ABOUT THIS TASK:
Count the lines in the entries that contain the string "headband". State nothing but the number.

= Beginning of Section =

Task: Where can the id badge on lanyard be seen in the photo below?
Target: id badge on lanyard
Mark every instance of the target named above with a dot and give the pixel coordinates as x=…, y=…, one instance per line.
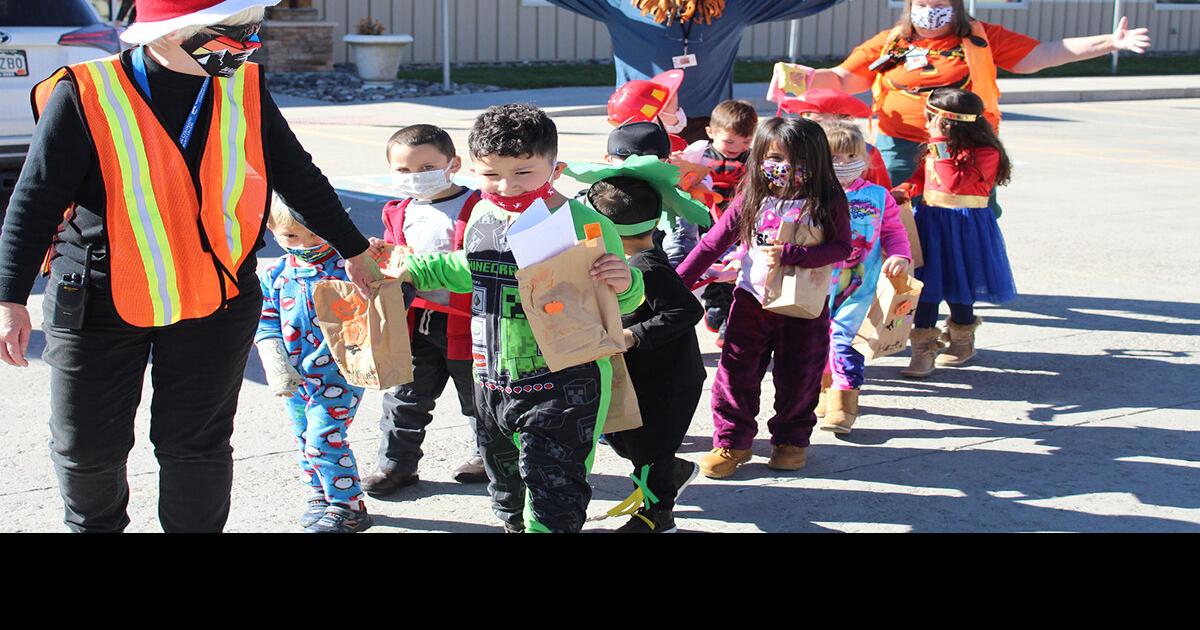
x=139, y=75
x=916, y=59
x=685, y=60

= End of Section =
= Beginning of Section =

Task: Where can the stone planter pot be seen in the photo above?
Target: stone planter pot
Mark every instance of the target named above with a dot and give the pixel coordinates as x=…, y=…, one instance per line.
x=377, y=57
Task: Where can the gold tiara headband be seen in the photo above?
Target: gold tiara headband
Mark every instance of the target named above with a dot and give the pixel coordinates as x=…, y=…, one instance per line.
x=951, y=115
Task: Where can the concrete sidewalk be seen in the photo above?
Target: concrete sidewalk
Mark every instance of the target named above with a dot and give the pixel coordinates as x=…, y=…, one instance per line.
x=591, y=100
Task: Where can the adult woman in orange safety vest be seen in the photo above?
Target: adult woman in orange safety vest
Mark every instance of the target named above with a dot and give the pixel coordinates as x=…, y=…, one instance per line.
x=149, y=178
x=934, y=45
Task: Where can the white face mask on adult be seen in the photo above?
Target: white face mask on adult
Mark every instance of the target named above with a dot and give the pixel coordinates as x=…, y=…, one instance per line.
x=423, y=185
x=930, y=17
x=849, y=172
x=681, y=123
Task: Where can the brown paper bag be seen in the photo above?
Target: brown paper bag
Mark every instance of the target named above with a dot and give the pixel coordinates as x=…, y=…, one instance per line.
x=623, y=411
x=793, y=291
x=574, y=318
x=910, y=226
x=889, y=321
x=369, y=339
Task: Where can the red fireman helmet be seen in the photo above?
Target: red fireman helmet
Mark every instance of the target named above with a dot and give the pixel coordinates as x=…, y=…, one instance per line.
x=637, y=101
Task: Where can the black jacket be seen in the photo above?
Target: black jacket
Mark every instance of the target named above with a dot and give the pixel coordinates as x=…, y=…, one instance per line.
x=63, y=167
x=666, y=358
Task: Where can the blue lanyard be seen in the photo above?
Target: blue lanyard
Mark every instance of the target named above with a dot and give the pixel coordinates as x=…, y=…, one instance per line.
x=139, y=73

= End of Section =

EXPECTED ANSWER:
2